What is needed is an exact copy of the entries below, from the line that contains "of the snow-covered" through the final line, both included, and nothing else.
──────────
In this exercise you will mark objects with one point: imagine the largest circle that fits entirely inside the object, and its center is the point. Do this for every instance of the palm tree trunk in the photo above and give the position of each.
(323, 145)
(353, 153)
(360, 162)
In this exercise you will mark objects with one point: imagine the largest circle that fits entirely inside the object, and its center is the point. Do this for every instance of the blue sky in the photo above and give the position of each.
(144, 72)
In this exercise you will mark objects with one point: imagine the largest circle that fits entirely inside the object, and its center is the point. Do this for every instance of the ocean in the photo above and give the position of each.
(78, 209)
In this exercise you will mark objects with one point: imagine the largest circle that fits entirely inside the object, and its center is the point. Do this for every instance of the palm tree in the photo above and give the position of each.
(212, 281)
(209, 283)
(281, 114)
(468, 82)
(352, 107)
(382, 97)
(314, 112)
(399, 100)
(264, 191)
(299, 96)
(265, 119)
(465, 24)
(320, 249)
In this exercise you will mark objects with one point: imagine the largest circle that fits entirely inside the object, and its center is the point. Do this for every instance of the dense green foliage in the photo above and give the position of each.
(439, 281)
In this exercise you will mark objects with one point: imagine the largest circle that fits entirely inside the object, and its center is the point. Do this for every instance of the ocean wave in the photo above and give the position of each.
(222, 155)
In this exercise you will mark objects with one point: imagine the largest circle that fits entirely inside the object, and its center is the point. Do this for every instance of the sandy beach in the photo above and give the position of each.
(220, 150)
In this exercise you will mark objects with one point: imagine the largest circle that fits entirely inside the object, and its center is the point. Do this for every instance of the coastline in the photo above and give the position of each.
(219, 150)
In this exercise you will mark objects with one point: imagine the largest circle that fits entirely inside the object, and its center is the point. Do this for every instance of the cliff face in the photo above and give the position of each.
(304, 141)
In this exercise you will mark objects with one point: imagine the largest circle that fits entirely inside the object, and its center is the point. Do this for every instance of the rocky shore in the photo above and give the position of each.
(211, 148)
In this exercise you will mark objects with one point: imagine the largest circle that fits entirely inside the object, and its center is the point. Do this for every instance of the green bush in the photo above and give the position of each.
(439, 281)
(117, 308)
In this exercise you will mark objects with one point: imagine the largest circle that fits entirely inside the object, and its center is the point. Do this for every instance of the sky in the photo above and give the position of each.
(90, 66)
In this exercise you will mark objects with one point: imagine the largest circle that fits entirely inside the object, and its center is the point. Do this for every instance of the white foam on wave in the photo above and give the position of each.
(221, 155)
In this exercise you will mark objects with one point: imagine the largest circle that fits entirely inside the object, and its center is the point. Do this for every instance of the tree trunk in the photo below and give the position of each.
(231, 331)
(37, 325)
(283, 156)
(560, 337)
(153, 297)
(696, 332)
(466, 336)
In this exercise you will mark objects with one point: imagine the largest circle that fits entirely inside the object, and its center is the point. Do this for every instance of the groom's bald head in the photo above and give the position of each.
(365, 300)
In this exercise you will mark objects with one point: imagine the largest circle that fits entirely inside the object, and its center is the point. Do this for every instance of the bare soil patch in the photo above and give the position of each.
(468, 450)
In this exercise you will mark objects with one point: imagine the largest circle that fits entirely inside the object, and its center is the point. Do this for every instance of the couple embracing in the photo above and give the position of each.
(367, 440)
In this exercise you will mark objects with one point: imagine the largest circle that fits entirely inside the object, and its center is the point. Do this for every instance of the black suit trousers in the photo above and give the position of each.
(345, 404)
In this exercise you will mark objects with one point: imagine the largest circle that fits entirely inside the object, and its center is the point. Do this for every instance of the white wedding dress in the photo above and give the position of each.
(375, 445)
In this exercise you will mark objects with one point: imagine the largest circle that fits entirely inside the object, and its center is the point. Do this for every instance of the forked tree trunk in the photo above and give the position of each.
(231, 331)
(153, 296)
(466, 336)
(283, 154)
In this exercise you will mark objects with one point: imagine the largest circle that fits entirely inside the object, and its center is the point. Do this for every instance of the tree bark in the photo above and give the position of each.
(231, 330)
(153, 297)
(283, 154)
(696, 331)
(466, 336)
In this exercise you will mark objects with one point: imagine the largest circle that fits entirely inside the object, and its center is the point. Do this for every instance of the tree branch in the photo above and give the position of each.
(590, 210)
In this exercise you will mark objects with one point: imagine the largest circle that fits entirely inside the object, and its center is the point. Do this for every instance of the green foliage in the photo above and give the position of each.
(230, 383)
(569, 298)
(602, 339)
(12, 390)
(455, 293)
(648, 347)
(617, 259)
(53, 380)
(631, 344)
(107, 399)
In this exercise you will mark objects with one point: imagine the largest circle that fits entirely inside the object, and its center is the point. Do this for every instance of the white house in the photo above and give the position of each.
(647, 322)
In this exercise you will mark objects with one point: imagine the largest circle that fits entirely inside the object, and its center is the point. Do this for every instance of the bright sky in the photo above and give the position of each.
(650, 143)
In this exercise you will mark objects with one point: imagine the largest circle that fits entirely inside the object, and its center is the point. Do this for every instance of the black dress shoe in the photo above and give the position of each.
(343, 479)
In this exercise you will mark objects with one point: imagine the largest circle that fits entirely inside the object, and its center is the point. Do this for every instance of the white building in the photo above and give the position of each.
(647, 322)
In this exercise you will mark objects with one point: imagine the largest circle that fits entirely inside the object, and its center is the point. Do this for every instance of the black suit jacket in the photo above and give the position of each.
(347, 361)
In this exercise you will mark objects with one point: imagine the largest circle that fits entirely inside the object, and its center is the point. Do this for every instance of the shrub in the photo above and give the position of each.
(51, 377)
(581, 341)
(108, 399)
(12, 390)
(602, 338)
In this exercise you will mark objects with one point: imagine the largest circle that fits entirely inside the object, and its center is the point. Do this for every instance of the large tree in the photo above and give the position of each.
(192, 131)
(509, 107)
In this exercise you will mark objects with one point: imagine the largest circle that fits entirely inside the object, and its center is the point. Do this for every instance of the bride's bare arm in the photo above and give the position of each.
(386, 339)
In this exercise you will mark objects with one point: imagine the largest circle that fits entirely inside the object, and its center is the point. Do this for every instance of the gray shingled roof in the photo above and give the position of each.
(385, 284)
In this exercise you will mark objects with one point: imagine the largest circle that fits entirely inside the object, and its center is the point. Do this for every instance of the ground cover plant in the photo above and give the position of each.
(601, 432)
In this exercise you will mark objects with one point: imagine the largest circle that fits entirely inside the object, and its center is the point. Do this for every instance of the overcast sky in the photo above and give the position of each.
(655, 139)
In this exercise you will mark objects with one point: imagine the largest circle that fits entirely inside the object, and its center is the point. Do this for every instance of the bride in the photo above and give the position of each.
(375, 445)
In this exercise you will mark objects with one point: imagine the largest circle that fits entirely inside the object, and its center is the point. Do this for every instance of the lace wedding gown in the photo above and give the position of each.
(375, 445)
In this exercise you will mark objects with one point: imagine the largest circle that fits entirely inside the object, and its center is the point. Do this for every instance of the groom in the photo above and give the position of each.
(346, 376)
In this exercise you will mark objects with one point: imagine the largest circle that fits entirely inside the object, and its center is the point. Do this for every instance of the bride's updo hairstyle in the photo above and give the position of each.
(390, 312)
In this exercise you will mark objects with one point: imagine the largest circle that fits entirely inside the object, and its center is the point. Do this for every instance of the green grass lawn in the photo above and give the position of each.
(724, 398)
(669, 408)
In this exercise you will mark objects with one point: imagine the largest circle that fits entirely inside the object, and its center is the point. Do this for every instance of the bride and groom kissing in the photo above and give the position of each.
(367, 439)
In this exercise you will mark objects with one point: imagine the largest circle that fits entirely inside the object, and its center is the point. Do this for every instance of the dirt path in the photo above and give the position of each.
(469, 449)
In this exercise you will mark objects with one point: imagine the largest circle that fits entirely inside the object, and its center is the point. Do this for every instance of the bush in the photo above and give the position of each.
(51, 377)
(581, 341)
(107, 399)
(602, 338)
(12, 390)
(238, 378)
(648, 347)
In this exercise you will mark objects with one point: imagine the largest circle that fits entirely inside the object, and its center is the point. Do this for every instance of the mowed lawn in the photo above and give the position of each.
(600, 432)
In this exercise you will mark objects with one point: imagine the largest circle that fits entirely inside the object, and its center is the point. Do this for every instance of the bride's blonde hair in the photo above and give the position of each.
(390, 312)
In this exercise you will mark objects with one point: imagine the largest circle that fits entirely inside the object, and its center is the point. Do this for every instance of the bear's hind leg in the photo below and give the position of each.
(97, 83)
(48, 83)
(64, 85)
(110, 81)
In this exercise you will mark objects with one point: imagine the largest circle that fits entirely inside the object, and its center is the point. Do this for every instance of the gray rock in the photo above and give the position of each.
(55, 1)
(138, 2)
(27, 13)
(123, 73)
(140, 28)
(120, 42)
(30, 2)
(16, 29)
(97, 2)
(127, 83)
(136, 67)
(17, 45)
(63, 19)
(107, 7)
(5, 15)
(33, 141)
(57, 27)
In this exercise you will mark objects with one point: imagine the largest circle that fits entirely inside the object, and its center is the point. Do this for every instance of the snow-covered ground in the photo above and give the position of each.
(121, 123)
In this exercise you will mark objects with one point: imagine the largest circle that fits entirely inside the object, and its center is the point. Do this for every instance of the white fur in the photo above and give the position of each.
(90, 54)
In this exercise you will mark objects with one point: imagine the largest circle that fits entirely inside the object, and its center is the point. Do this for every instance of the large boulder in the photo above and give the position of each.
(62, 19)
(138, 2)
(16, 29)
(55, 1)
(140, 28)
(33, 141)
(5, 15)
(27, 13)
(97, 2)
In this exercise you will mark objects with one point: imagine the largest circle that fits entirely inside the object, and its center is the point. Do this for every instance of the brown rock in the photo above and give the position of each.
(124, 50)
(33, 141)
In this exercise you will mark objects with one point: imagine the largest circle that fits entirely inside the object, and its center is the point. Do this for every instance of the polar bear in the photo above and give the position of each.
──────────
▶ _Solution for this task_
In this exercise you will mark objects with one point: imagine the largest circle that fits entirely inside the object, and its center is the point. Do this for every instance of the snow-covered ground in the photo above and give the position of each.
(121, 123)
In this exercise you will mark objects with one point: imagine the largest circle that fits entirely inside the object, and its center is the point. Do this for every instance of the white fur in the photo above and give the position of each.
(90, 54)
In this exercise you will mark objects with one point: imagine the largest circle that fits entirely inside the object, and its center is the point. Do this for every instance of the large boulder in the photo above and give the position of each.
(62, 19)
(138, 2)
(16, 29)
(55, 1)
(140, 28)
(33, 141)
(5, 15)
(27, 13)
(97, 2)
In this exercise you will mark objects with one point: imagine the largest circle that fits entirely inside the object, and its center is the point. Do this for every instance of the brown rock in the photo above and give the position of each.
(124, 50)
(33, 141)
In this exercise you will mark objects with one point: imagine the largest circle that fits entirely inside the object, and its center is the point. Do this for every instance of the polar bear in the photo above and give the position of each.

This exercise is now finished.